Work task: Using the records below, output the stretch that opens with the line containing "Target: bench armrest" and closes with the line containing "Reviewer note: check that each instance of the teal", exactly and including both lines, with nothing more.

Input data:

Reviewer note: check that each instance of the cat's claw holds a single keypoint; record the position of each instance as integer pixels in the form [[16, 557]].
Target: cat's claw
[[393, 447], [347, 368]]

--

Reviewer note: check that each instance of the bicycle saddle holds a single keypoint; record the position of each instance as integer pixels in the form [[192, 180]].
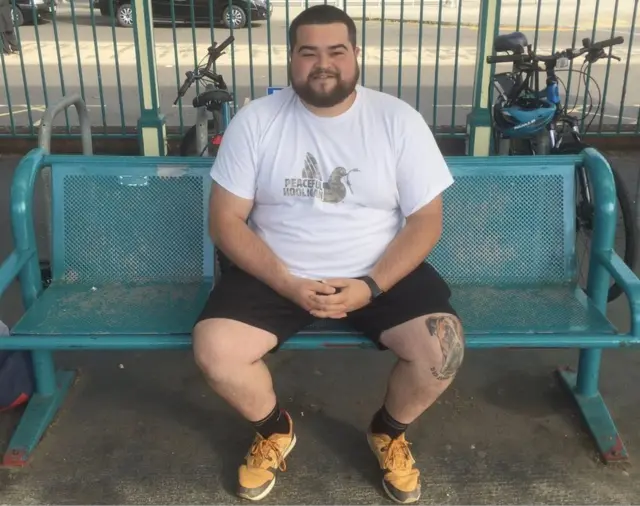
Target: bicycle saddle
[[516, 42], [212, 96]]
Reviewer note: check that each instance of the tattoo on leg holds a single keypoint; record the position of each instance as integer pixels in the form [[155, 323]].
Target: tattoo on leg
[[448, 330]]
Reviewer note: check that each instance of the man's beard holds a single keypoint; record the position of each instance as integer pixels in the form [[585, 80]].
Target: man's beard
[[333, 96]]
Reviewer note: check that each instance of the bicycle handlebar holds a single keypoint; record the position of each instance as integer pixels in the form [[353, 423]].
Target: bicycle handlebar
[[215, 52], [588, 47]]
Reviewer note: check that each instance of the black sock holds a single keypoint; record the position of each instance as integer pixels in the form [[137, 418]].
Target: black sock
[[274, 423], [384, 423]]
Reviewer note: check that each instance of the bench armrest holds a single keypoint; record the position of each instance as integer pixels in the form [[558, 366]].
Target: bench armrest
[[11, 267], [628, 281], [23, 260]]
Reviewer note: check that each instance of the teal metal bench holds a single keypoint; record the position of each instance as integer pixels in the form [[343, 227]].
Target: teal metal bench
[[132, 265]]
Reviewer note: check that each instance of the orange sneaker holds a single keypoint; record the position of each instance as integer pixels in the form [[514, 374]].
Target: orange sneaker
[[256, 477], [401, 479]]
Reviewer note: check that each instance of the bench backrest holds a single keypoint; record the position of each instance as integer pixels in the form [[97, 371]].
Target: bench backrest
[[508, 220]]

Expected answer:
Target: bench armrest
[[11, 267], [628, 281], [23, 260]]
Reviewer note: check that each instance of the teal metal bench holds a single keypoint; record the position of each instance as integer pixels in the form [[343, 227]].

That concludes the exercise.